Exercise requirements> Continue the article on the Vangardist issue printed with HIV+ blood ink, starting right after its final sentence.

Every day we are fortunate enough to see print work that inspires, cajoles, pushes the boundaries, and makes us think. Yet rarely do we look upon a work that seems like it is history in the making. Rarer still are we at a loss as to how we feel about it. This week’s unveiling of the new issue of German men’s magazine Vangardist hit us right between the eyes and we’re still wondering what it all means.
In short, advertising agency Saatchi & Saatchi Switzerland convinced the magazine to print 3,000 copies of its latest issue using ink infused with HIV+ blood. Ostensibly a way to promote the annual Life Ball – a huge HIV-related charity event that takes place in Vangardist’s hometown of Vienna – the move naturally raised a lot of eyebrows, and a fair amount of blood pressure readings.
The production process alone was amazing. Three HIV+ people donated blood for the project, which was then pasteurized to ensure the virus was dead, even though it dies naturally once it’s outside its host for about 30 minutes. The blood was then mixed with ink at a ratio of 28 parts ink to 1 part blood.

Information supplied>
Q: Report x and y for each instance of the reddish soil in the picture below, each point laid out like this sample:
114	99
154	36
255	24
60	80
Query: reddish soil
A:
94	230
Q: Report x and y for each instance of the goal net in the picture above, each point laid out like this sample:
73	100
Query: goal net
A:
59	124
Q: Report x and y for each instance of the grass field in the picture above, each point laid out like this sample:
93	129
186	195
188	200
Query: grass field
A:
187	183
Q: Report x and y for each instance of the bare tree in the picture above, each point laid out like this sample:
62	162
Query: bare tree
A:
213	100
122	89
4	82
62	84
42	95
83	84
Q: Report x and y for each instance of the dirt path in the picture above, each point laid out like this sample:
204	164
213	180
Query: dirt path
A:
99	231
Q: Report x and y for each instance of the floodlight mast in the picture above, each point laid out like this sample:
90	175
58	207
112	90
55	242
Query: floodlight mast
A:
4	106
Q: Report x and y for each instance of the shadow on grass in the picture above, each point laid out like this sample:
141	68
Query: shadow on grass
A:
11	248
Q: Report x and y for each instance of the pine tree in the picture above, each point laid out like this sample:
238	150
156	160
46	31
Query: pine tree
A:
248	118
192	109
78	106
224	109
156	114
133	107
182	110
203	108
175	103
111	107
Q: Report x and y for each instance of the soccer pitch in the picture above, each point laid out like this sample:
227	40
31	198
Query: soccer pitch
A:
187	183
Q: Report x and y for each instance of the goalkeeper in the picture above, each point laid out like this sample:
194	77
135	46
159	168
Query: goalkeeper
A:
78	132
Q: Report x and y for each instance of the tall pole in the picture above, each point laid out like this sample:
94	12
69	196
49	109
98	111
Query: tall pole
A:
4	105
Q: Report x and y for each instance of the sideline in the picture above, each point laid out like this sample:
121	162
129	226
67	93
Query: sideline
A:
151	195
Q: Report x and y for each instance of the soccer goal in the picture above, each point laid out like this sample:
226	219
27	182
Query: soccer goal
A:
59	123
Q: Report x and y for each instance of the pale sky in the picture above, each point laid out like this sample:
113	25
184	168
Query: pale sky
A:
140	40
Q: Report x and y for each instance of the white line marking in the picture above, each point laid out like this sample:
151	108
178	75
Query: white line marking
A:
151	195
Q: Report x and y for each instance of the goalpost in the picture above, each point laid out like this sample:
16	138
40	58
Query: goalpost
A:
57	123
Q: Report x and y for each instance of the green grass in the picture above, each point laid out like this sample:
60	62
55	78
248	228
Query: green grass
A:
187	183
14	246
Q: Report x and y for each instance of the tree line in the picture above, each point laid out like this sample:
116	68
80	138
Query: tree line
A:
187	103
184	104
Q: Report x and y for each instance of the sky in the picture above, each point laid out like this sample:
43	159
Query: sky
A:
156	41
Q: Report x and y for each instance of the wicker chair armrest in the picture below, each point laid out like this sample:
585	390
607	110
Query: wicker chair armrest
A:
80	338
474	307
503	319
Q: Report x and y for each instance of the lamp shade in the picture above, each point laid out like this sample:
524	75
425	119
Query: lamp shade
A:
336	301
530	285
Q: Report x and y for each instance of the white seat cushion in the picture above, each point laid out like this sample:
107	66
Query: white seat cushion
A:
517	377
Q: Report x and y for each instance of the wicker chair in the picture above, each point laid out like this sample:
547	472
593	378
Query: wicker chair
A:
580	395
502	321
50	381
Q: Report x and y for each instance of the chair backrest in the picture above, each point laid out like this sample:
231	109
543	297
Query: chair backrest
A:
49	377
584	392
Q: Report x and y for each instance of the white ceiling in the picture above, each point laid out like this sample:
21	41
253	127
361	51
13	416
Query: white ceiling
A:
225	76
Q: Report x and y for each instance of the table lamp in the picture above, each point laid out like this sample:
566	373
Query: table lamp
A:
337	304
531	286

Task answer>
As you might expect, the magazine ran into trouble trying to find a printer willing to produce this piece, finally turning to the small print shop that produced its very first issue. The shop’s owner printed it himself rather than require his employees to take part. Doctors at Harvard and Innsbruck Universities certified before and after the print process that the issue was 100% safe.
The resulting piece – which comes sealed in a plastic pouch so that people have to “opt in” to the experience – is a remarkable demonstration of what can be done with print.
Yet those who can remember the panic when HIV/AIDS first hit the media can understand the reluctance many have shown toward interacting with this issue, no matter how many academics claim that it’s safe. Two comments from the CBS News website are representative of mainstream response:
Even if the HIV is inert as they say, I was taught not to handle blood products and to treat them with the same protocol as medical waste..
I wouldn’t touch that if it were printed with the blood of anybody. The idea of using any blood is disgusting. Teaching readers to not fear HIV transmission is the absolute wrong message. Apparently both ignorance and awareness are not mutually exclusive.
Another helpfully pointed out that if the virus is indeed dead in the blood, that blood is no longer HIV+, and hence irrelevant.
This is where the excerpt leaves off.